>>>>
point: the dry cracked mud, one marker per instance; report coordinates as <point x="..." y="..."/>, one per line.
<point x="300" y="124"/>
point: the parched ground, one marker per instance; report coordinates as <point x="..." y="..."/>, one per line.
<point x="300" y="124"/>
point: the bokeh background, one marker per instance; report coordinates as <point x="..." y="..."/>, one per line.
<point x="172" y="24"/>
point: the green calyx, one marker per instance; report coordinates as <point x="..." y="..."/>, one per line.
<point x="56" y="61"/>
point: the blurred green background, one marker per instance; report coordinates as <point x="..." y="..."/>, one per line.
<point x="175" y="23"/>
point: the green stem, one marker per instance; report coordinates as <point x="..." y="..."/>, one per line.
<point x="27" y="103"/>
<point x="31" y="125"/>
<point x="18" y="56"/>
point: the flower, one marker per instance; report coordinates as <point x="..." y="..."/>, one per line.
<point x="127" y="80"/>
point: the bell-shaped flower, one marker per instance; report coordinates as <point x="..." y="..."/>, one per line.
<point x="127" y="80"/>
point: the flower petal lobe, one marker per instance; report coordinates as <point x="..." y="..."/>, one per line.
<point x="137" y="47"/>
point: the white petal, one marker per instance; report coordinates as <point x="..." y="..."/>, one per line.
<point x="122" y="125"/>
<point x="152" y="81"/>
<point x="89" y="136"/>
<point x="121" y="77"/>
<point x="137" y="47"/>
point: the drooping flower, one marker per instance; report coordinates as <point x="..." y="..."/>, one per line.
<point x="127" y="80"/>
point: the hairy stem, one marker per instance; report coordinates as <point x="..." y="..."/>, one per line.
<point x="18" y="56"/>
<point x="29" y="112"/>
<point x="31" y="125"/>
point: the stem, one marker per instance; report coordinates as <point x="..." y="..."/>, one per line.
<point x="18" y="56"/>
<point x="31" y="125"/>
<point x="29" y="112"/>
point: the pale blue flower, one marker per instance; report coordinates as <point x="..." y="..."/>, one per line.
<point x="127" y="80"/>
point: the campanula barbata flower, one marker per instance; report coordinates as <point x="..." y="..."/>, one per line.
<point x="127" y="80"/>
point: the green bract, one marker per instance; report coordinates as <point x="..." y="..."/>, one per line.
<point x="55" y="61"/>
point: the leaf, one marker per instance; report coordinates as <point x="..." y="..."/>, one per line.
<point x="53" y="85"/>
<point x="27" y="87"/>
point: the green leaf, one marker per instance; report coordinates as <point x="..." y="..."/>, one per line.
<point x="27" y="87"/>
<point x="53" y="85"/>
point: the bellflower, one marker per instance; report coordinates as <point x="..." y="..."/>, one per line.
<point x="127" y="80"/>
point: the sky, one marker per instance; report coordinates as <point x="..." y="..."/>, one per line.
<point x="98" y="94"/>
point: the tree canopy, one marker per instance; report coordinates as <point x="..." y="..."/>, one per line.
<<<<
Can you convert the part of the entries above that opens with the line containing "point: the sky, one" and runs through the last line into a JSON list of strings, with one string per line and blank lines left out?

[
  "point: the sky, one marker per instance; report coordinates as <point x=\"...\" y=\"...\"/>, one per line.",
  "<point x=\"98\" y=\"94\"/>",
  "point: the tree canopy, one marker per instance; report coordinates as <point x=\"...\" y=\"...\"/>, one per line."
]